• [Provided records]
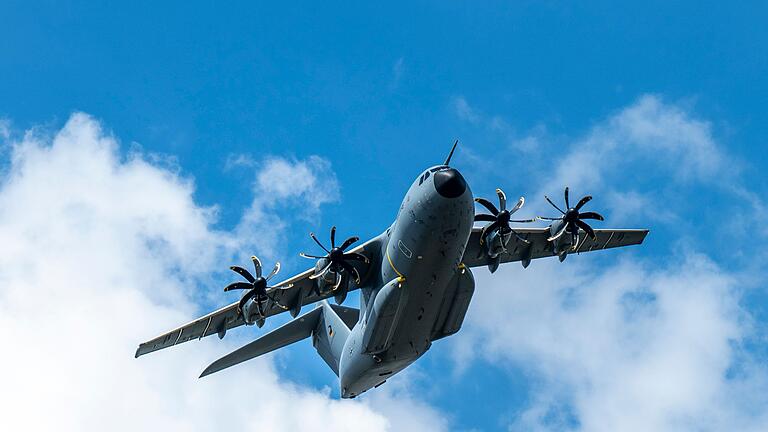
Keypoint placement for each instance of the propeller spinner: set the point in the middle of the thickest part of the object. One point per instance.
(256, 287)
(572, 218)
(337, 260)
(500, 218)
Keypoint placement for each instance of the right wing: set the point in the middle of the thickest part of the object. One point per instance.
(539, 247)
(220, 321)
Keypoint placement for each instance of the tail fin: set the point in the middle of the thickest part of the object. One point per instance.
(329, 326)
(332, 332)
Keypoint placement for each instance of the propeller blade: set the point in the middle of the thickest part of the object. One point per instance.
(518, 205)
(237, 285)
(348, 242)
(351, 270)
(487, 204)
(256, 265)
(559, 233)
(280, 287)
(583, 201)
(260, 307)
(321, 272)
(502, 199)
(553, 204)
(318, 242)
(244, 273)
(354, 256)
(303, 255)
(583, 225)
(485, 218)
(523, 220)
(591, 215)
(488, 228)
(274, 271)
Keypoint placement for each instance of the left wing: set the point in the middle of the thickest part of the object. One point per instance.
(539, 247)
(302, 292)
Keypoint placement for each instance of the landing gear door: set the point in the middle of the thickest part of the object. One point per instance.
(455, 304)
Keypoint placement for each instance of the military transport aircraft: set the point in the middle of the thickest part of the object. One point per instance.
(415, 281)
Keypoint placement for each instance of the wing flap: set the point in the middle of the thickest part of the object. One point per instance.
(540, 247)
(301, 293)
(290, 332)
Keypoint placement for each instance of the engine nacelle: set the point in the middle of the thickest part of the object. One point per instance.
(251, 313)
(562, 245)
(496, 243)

--

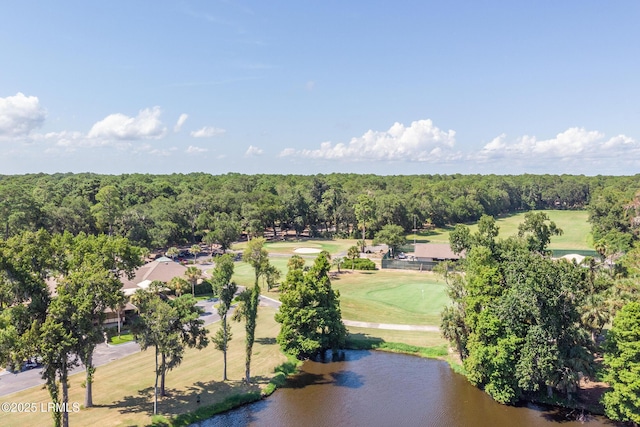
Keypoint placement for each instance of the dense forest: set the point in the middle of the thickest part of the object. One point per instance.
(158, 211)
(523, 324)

--

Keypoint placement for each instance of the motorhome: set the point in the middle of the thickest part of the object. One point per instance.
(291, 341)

• [Exercise details]
Pull out each row above that contains the string "wing" and list those rows unchanged.

• [Solution for this exercise]
Keypoint placement for each instance of the right wing: set the point in the middle of the thickest part of the object. One point per instance.
Keypoint placement for each instance of the left wing: set the point in the middle of the thickest part of the object. One point per instance.
Keypoint placement for each instance of the wing flap: set the point in the middle of the thickest part of the object. One point per instance.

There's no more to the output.